**Task directions:** Please reproduce each of the following records line for line, with no changes.

## Start Dataset content

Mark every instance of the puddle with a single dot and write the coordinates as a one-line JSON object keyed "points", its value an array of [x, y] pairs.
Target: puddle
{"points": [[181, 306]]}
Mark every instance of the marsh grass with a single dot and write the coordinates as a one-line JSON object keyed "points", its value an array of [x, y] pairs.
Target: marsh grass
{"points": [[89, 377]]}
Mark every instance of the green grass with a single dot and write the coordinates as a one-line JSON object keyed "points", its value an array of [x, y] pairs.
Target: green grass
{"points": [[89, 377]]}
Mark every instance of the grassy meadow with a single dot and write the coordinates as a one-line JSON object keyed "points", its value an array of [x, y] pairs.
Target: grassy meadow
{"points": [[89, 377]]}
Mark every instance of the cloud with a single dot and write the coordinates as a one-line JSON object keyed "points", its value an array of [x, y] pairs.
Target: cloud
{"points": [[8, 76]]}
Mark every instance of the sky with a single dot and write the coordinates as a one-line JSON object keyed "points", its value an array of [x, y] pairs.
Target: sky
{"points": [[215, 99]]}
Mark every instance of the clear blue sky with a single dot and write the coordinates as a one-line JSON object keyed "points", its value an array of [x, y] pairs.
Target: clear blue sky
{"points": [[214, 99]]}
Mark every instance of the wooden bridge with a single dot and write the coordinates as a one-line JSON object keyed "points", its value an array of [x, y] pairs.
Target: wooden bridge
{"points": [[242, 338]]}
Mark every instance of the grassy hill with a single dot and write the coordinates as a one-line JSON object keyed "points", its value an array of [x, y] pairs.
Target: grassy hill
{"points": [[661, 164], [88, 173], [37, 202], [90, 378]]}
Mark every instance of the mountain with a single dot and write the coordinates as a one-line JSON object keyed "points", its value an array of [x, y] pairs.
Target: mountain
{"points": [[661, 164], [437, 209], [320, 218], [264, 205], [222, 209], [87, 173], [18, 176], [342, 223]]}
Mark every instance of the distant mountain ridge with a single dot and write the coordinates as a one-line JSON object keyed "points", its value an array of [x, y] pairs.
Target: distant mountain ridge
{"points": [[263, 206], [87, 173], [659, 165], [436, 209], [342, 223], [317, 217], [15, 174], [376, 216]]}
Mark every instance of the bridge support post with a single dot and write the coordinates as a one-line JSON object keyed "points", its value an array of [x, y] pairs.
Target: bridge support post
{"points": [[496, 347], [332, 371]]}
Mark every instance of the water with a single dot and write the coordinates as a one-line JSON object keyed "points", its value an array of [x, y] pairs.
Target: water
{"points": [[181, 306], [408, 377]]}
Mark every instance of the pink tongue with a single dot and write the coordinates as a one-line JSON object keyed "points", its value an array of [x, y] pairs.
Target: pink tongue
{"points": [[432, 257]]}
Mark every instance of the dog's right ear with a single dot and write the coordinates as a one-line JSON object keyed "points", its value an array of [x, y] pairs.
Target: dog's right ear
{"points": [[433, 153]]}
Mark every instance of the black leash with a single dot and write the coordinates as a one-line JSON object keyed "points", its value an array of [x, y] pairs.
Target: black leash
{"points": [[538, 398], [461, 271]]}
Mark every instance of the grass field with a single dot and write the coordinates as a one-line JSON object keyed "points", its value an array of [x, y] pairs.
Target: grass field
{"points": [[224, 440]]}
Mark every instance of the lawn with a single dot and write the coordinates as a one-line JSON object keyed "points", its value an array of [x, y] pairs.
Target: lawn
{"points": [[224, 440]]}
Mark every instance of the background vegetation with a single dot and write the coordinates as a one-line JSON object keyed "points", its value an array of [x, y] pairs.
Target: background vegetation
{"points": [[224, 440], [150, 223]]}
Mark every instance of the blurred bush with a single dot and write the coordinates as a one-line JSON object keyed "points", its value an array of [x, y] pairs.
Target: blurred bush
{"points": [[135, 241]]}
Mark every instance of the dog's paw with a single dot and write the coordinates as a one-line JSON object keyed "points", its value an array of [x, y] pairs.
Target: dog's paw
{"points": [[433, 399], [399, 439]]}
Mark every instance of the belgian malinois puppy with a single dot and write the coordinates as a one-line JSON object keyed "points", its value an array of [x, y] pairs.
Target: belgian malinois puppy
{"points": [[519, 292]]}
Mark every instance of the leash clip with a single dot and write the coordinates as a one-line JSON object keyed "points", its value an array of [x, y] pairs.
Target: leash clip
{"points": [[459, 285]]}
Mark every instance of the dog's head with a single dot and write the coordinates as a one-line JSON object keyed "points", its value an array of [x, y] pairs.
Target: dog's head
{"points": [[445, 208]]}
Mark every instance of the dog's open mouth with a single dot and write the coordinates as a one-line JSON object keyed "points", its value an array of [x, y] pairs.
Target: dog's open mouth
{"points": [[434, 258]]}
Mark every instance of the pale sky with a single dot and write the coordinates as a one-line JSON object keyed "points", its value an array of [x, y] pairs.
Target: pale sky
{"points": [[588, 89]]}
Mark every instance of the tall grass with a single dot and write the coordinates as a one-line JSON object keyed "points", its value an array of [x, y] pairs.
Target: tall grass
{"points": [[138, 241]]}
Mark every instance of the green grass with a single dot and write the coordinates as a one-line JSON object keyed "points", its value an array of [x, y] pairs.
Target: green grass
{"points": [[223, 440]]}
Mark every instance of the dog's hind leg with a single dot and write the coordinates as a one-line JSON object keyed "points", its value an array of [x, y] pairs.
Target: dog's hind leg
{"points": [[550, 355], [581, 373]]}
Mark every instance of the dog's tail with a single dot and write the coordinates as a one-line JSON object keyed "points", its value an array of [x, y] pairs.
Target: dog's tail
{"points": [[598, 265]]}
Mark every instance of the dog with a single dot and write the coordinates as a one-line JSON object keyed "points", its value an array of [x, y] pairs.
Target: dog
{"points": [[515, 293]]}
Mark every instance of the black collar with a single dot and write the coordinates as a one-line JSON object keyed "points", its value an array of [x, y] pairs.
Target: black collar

## End Dataset content

**Exercise answer:**
Mark every instance of the puddle with a single dot and write the coordinates as a one-line JSON object keyed "points", its value an array of [x, y] pairs.
Target: puddle
{"points": [[181, 306]]}
Mark every instance of the marsh grass with a single dot and write the coordinates as a one-line JSON object keyed "points", its value an array of [x, y] pairs.
Target: marsh grass
{"points": [[89, 377]]}
Mark every instance of the green grass with a single dot and write the coordinates as a one-line JSON object keyed "points", its value an array of [x, y] pairs.
Target: green grass
{"points": [[89, 377]]}
Mark every instance of the grassy meadow with a single dot and write the coordinates as a one-line JSON object keyed "points", its value an array of [x, y] pairs.
Target: grassy meadow
{"points": [[89, 377]]}
Mark every instance of the cloud with a single dot and write the coordinates as a one-line JSON object keyed "points", its value an array of [x, y] pairs.
Target: cloud
{"points": [[8, 76]]}
Mark every instance of the sky with a single dot and write the coordinates as a one-line JSON object keyed "points", its value an array of [x, y] pairs.
Target: sky
{"points": [[215, 99]]}
Mark every instance of the clear blue sky with a single dot and write the coordinates as a one-line JSON object keyed "points", its value an array of [x, y] pairs.
Target: clear blue sky
{"points": [[214, 99]]}
Mark every instance of the wooden bridge with a single dot and write the coordinates as a one-line JSON object keyed "points", its value an array of [x, y] pairs.
Target: wooden bridge
{"points": [[242, 338]]}
Mark every instance of the grassy hill with a single dot and write the coordinates as a one-line JSON object keyed "points", its value an array of [x, y] pairs.
Target: grassy hill
{"points": [[661, 164], [88, 173], [37, 202], [90, 378]]}
Mark every instance of the mountain with a single dot and write the coordinates as a one-line JSON object keyed "points", its value an array of [x, y] pairs.
Target: mountain
{"points": [[661, 164], [437, 209], [320, 218], [264, 205], [222, 209], [87, 173], [18, 176], [342, 223]]}
Mark every instance of the distant mountain ridge with a single dot and write the coordinates as a one-line JSON object keyed "points", its value an array of [x, y] pairs.
Target: distant mountain ridge
{"points": [[263, 206], [87, 173], [659, 165], [436, 209], [342, 223], [317, 217], [15, 174], [376, 216]]}
Mark every instance of the bridge support post with a single dot and write the coordinates as a one-line JSON object keyed "points", its value an array of [x, y] pairs.
Target: bridge support post
{"points": [[496, 347], [332, 371]]}
Mark every instance of the water with a single dot and write the coordinates as a one-line JSON object keyed "points", its value an array of [x, y] pairs.
Target: water
{"points": [[181, 306], [408, 377]]}
Mark every instance of the pink tongue with a single dot and write the coordinates as a one-line JSON object keyed "points", its value an array of [x, y] pairs.
Target: pink tongue
{"points": [[432, 257]]}
Mark every instance of the dog's right ear with a single dot and write the coordinates as a one-line JSON object keyed "points", its value an array of [x, y] pairs.
Target: dog's right ear
{"points": [[433, 153]]}
Mark every instance of the black leash with a single dot and write the coordinates as a one-line JSON object keyed "points", its value an array of [x, y] pairs.
Target: black leash
{"points": [[538, 398], [461, 271]]}
Mark every instance of the grass field with a single dot and write the coordinates as a one-line JSON object keyed "points", its value an array of [x, y] pairs.
Target: grass field
{"points": [[224, 440]]}
Mark every instance of the lawn with a single dot and write the coordinates as a one-line JSON object keyed "points", its value an array of [x, y] pairs.
Target: lawn
{"points": [[224, 440]]}
Mark every instance of the background vegetation with a single dot and write the coordinates as a one-line JSON object keyed "points", its value an array of [x, y] pairs.
Target: background vegetation
{"points": [[224, 440], [150, 223]]}
Mark every instance of the blurred bush with a single dot and write the coordinates as a one-line JSON object keyed "points", its value an array of [x, y] pairs.
Target: blurred bush
{"points": [[135, 241]]}
Mark every instance of the dog's paw with a single dot and write the coordinates as a one-line JSON object keyed "points", its value an array of [x, y] pairs.
Target: dog's paw
{"points": [[433, 399], [399, 439]]}
Mark every instance of the belgian malinois puppy with a single dot and write the coordinates as a one-line JSON object keyed "points", its value an array of [x, y] pairs.
Target: belgian malinois puppy
{"points": [[519, 292]]}
Mark every instance of the leash clip with a single dot and write the coordinates as a one-line JSON object keyed "points", its value an array of [x, y] pairs.
Target: leash clip
{"points": [[459, 285]]}
Mark every instance of the dog's head with a single dot and write the coordinates as a one-line JSON object keyed "points", its value an array of [x, y] pairs.
Target: dog's head
{"points": [[445, 208]]}
Mark every instance of the dog's open mouth with a single dot and write the coordinates as a one-line JSON object keyed "points", its value an array of [x, y] pairs.
Target: dog's open mouth
{"points": [[434, 258]]}
Mark every instance of the pale sky with a single dot and write the coordinates as a one-line JSON object keyed "points", its value an array of [x, y] pairs.
Target: pale sky
{"points": [[588, 89]]}
Mark every instance of the tall grass with a single dot and write the coordinates as a one-line JSON object keyed "points", its value an array of [x, y] pairs.
Target: tall grass
{"points": [[138, 241]]}
Mark every instance of the green grass with a single dot and write the coordinates as a one-line JSON object keyed "points", its value an array of [x, y] pairs.
Target: green grass
{"points": [[223, 440]]}
Mark every instance of the dog's hind leg with a single dot and write the coordinates as a one-line JSON object keyed "points", its value an array of [x, y] pairs.
Target: dog's hind leg
{"points": [[550, 355], [581, 373]]}
Mark every instance of the dog's tail with a single dot and write the coordinates as a one-line JSON object keyed "points", its value an array of [x, y] pairs.
Target: dog's tail
{"points": [[598, 265]]}
Mark every instance of the dog with a single dot and write the coordinates as a one-line JSON object keyed "points", its value an array of [x, y] pairs.
Target: dog
{"points": [[515, 293]]}
Mark every instance of the black collar with a single dot and write the coordinates as a one-line JSON object keyed "points", its value an array of [x, y] pairs.
Target: black collar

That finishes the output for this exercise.